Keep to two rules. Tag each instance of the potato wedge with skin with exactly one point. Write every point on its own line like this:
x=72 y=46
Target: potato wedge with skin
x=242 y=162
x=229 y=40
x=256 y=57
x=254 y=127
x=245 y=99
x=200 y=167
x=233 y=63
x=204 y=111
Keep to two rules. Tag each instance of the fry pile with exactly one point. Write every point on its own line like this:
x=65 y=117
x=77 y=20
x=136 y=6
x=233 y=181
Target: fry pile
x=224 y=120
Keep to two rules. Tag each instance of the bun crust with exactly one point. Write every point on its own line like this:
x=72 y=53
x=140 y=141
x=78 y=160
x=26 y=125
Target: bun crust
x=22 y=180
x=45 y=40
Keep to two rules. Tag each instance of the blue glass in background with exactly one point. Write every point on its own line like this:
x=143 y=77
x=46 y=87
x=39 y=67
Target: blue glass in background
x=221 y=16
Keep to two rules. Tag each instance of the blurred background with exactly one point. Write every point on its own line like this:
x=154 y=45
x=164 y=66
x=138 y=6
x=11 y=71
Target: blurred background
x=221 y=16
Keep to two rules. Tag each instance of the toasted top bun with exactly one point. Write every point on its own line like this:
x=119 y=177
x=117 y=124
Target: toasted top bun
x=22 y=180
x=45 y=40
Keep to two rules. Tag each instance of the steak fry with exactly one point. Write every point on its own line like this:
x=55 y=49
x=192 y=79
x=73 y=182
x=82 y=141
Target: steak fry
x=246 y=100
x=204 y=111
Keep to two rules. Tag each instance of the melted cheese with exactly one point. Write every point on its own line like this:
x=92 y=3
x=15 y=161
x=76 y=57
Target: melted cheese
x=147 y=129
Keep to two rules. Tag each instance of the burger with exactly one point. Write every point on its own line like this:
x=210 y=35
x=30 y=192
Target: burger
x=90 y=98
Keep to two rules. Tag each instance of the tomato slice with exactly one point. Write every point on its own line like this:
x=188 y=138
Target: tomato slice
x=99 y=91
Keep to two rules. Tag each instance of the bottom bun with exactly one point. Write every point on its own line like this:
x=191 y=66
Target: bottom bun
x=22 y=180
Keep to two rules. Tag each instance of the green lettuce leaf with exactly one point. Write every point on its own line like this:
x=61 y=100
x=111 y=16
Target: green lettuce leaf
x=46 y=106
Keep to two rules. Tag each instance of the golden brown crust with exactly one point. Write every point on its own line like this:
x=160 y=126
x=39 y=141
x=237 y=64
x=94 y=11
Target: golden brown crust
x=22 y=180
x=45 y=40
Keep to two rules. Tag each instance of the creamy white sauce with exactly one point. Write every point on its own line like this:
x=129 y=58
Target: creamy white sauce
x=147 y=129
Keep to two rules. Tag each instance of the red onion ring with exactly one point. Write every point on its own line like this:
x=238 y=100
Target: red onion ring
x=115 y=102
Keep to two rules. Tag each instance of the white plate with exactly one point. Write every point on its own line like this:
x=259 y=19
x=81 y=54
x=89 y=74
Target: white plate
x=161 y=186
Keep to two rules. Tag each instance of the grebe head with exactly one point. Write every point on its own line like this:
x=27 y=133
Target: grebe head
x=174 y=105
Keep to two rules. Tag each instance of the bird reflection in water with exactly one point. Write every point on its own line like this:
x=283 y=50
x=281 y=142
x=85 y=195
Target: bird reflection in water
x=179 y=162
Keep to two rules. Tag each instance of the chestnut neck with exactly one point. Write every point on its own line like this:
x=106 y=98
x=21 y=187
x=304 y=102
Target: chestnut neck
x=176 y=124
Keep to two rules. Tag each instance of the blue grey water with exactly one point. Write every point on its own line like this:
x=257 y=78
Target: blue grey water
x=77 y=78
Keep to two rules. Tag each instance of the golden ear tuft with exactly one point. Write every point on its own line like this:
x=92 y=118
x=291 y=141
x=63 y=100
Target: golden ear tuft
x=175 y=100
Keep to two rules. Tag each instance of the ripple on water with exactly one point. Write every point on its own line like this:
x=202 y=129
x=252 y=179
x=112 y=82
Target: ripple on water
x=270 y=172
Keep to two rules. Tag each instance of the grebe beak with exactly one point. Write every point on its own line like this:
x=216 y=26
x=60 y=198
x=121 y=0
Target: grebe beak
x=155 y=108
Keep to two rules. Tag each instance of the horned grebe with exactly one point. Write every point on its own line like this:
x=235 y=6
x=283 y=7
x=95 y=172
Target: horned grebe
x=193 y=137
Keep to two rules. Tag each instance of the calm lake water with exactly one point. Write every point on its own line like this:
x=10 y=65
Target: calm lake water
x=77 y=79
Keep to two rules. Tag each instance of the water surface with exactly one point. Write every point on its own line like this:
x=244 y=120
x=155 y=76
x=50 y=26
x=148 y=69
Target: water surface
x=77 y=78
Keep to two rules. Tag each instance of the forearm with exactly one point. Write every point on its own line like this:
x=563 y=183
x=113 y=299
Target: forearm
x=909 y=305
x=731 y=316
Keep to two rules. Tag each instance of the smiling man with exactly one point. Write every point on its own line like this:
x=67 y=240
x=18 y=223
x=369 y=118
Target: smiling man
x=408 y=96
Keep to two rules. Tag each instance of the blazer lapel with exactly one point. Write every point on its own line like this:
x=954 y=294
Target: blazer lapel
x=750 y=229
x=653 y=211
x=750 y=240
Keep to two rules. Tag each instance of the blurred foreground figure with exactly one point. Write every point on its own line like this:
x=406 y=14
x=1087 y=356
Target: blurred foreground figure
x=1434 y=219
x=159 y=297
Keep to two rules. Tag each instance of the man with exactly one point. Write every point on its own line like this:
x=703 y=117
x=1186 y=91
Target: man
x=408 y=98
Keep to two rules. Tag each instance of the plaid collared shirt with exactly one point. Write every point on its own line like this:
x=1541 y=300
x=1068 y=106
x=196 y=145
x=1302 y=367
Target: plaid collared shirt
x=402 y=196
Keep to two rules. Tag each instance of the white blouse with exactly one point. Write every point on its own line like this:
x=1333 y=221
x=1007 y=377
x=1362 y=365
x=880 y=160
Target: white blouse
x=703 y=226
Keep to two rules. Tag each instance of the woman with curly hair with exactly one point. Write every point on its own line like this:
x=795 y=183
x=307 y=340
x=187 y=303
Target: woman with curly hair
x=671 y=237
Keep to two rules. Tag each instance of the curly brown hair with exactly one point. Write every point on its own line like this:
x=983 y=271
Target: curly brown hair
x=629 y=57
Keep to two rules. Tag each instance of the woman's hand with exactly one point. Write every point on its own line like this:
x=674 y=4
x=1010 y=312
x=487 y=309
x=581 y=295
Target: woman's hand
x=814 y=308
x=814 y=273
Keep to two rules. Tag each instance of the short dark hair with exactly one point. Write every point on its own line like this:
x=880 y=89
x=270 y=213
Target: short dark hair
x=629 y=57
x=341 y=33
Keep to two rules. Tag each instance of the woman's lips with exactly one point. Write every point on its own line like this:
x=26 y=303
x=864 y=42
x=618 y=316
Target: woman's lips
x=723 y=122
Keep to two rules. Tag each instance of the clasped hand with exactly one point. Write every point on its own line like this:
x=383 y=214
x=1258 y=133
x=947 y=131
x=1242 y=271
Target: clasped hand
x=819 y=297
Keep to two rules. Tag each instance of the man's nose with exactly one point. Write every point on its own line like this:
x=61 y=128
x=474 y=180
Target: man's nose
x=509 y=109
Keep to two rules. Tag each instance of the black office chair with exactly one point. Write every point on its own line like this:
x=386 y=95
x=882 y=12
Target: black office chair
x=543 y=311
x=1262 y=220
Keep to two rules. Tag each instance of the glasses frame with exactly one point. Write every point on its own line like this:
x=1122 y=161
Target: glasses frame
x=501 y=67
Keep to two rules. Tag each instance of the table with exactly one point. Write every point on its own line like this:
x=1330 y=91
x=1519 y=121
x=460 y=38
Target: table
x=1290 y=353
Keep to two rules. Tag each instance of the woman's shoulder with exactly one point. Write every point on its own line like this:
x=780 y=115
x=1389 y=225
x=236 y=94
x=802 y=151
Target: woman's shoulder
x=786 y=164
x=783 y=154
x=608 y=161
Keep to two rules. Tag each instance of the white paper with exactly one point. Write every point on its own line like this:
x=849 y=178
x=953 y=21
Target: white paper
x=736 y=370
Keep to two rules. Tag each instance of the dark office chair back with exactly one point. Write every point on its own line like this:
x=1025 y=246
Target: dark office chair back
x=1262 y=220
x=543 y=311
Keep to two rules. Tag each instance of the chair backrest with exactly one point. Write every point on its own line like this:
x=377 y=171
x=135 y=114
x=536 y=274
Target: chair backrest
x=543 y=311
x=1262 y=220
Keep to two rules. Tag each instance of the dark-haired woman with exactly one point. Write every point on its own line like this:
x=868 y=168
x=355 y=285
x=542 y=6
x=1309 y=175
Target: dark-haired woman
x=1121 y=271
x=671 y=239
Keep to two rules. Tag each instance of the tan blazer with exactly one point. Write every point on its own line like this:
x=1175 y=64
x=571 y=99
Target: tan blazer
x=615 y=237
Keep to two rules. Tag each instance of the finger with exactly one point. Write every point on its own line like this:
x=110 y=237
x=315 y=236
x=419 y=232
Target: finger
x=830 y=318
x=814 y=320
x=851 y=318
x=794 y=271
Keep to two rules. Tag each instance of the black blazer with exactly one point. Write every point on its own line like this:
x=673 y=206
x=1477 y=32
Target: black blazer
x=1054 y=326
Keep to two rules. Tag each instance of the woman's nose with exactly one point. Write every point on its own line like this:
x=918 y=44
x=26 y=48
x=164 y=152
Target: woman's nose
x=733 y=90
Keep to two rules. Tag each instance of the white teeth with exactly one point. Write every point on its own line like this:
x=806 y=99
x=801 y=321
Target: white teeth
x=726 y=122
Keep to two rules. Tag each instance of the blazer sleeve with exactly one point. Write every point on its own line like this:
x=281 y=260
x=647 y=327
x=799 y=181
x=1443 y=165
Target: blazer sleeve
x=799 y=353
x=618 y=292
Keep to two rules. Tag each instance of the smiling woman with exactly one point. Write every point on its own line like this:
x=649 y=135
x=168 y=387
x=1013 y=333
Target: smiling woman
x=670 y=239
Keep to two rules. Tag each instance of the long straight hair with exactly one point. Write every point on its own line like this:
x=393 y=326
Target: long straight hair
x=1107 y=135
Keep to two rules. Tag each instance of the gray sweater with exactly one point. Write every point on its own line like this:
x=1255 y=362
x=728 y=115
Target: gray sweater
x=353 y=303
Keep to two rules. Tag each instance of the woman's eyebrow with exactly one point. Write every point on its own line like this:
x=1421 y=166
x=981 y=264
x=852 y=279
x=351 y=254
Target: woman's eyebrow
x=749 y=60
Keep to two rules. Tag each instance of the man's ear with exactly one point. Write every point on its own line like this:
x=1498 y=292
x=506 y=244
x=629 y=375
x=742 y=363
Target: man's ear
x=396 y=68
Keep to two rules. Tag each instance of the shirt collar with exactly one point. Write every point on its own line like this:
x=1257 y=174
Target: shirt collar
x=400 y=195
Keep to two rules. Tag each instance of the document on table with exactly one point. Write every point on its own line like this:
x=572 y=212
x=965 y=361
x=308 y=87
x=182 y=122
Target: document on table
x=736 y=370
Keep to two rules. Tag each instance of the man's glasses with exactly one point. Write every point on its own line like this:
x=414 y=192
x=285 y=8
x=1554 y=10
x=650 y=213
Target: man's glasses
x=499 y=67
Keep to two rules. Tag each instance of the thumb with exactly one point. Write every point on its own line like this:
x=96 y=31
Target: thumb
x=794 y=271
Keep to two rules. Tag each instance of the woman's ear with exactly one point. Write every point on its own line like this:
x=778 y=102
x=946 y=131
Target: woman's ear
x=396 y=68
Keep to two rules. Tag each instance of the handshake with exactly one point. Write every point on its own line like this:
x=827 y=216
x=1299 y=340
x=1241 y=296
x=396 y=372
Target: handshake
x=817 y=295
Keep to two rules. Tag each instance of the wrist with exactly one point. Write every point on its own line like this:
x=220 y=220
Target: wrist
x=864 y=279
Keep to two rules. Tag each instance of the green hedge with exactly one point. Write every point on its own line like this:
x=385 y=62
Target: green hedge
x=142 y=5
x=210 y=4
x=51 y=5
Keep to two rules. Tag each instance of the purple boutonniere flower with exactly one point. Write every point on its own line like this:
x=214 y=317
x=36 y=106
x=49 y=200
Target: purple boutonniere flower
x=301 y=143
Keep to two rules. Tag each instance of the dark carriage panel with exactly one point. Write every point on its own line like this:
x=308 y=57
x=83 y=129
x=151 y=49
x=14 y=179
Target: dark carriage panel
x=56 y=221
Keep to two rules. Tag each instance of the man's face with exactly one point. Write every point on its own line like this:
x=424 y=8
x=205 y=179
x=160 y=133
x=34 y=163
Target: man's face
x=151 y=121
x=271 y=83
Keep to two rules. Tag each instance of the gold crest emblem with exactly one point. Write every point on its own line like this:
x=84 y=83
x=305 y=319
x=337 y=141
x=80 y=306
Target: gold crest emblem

### Required task
Rewrite the records starting at the line containing "Keep to two rules. Tag each instance of the white teeth" and ending at the line containing "x=353 y=303", swapping "Tag" for "Mark" and leaving everything else unchanged.

### The solution
Keep to two rules. Mark each instance of the white teeth with exactly one point. Write every point on its own line like this:
x=806 y=99
x=801 y=321
Target: white teeth
x=726 y=122
Keep to two rules. Mark each instance of the blazer sleeve with exactly one point. Write every point on its own line like this:
x=281 y=260
x=647 y=327
x=799 y=181
x=1443 y=165
Target: blazer sleeve
x=799 y=353
x=618 y=292
Keep to two rules. Mark each instance of the smiling woman with exactly one point. Write every point on its own line like this:
x=649 y=135
x=168 y=387
x=1013 y=333
Target: smiling woman
x=670 y=239
Keep to two rules. Mark each instance of the long straight hair with exactly one point. Write every point on its own line like this:
x=393 y=326
Target: long straight hair
x=1107 y=135
Keep to two rules. Mark each instance of the gray sweater with exactly one point. Write every point on its own line like this:
x=1255 y=362
x=728 y=115
Target: gray sweater
x=353 y=303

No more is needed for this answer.